## Region pointing data
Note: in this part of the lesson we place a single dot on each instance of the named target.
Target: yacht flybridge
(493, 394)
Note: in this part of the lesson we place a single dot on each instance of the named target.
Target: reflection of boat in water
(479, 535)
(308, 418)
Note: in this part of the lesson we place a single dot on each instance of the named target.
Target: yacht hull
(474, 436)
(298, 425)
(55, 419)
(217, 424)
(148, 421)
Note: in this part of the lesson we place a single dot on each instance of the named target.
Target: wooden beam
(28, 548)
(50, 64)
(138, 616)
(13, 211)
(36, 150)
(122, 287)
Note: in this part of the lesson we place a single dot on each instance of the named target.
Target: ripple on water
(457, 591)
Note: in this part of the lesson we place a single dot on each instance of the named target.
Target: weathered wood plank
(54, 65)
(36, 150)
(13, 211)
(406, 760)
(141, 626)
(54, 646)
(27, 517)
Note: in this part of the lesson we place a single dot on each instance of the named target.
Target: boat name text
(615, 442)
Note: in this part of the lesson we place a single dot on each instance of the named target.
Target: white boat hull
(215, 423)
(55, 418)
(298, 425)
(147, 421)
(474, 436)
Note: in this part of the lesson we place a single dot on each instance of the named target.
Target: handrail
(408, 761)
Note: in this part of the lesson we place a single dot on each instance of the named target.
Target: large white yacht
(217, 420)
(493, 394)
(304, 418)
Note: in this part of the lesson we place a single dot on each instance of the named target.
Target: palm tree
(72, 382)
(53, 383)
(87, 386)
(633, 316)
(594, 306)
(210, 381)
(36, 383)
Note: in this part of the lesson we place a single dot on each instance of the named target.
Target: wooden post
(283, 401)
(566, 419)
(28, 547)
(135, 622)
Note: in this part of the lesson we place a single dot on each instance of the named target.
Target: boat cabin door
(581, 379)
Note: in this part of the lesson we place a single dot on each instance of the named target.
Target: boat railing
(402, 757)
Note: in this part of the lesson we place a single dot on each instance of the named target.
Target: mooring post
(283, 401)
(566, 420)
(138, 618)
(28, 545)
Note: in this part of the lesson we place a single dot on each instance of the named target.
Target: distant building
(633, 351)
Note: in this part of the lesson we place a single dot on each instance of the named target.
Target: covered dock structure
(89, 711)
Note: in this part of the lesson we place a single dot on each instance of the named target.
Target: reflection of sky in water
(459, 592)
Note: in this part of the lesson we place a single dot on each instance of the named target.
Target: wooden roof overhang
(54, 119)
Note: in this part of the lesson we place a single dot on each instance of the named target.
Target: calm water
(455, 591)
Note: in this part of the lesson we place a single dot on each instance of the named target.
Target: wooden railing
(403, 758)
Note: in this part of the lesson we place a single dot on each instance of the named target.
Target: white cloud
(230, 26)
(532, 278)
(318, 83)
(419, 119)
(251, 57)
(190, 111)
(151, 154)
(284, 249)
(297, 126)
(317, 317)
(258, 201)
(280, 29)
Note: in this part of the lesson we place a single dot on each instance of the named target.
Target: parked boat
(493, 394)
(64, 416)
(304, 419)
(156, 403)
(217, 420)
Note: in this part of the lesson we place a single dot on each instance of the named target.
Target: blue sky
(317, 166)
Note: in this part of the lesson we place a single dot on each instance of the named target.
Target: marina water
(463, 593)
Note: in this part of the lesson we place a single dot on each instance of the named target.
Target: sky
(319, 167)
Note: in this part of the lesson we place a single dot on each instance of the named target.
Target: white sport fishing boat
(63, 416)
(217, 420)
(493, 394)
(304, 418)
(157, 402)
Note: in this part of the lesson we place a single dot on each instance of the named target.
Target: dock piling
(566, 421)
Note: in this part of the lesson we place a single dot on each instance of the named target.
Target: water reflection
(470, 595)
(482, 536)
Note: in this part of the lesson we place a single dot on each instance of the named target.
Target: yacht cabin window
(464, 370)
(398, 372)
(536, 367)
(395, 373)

## Instructions for the task
Once more, write out the records in full, exactly as they appear.

## Answer space
Note: in this part of the lesson we place a single dot on each instance of the named target.
Target: yacht flybridge
(493, 394)
Note: in this part of the lesson we place a single dot on each instance of the named target.
Target: reflection of boat in water
(479, 535)
(308, 418)
Note: in this part of the lesson we place a single dot on each instance of the named target.
Target: yacht hull
(474, 436)
(298, 425)
(55, 419)
(217, 424)
(148, 421)
Note: in this part of the lesson we place a single dot on each instance of the named target.
Target: wooden beam
(28, 548)
(50, 64)
(138, 616)
(13, 211)
(36, 150)
(122, 287)
Note: in this part of the lesson we place a single dot on each instance of the named target.
Target: ripple on water
(457, 591)
Note: in this part of the lesson we place a single dot on each instance of the named target.
Target: weathered wood plank
(54, 65)
(36, 150)
(13, 211)
(406, 760)
(141, 626)
(54, 646)
(27, 517)
Note: in this part of the lesson we place a single dot on each instance of the named target.
Target: boat name text
(615, 442)
Note: in this part of the lesson we place a single dot on each instance of the named target.
Target: white boat hull
(215, 423)
(55, 418)
(298, 425)
(147, 421)
(474, 436)
Note: in this part of the lesson we place a single dot on each instance of the named target.
Target: handrail
(408, 761)
Note: in this part of the lesson we place a single dot on each instance of the named target.
Target: large white yacht
(217, 420)
(493, 394)
(304, 418)
Note: in this part of the lesson we place a single dot on each instance of the named target.
Target: palm tree
(72, 382)
(53, 383)
(87, 386)
(633, 316)
(594, 306)
(210, 381)
(36, 383)
Note: in this part of the lesson we place a single dot on each instance of the named target.
Target: wooden post
(283, 401)
(566, 419)
(28, 547)
(135, 622)
Note: in this part of the lesson we place a single dot on each instance of the named target.
Target: boat cabin door
(581, 379)
Note: in this part of the lesson we place a single dot on each instance of the named target.
Target: boat railing
(402, 757)
Note: in this part of the lesson we place a single dot on each instance of the named target.
Target: mooring post
(283, 401)
(566, 420)
(138, 618)
(28, 545)
Note: in this part of the lesson we place a single dot on each instance of the named target.
Target: distant building
(633, 351)
Note: in this part of the lesson we place a single dot on each instance of the named target.
Target: covered dock structure
(89, 711)
Note: in this part of the lesson we place a single dot on each instance of the named target.
Target: reflection of sky in water
(459, 592)
Note: in this part of the lesson we place a single dot on each instance of the named target.
Target: wooden roof overhang
(54, 119)
Note: in this part of the lesson we place a single dot on each instance of the named target.
Target: calm water
(455, 591)
Note: in this part of the lesson we place a single dot on each instance of the named target.
Target: wooden railing
(403, 758)
Note: in this part of the lesson we place a single dot on each instance of the named target.
Target: white cloud
(230, 26)
(532, 278)
(318, 83)
(419, 119)
(251, 57)
(190, 111)
(151, 154)
(284, 249)
(297, 126)
(317, 317)
(258, 201)
(280, 29)
Note: in this part of the lesson we place a single dot on each instance of the named target.
Target: parked boat
(493, 394)
(64, 416)
(304, 419)
(156, 403)
(217, 420)
Note: in this part of the lesson we place a single dot on each instance of the named target.
Target: blue sky
(317, 166)
Note: in this part of the lesson we place a single dot on each instance of the named target.
Target: marina water
(463, 593)
Note: in this part of the lesson we place a single dot on each instance of the named target.
Target: sky
(319, 167)
Note: in this part of the lesson we place a single dot on each instance of the named target.
Target: white sport fishing boat
(63, 416)
(217, 420)
(493, 394)
(304, 418)
(157, 402)
Note: in this part of the lesson we place a single dot on each instance of the named target.
Target: dock piling
(566, 421)
Note: in this part of the lesson we place a single dot on each instance of the named target.
Target: water reflection
(470, 595)
(482, 536)
Note: in this part of the lesson we place a single dot on each instance of the named target.
Target: yacht cabin window
(464, 370)
(398, 372)
(536, 367)
(395, 373)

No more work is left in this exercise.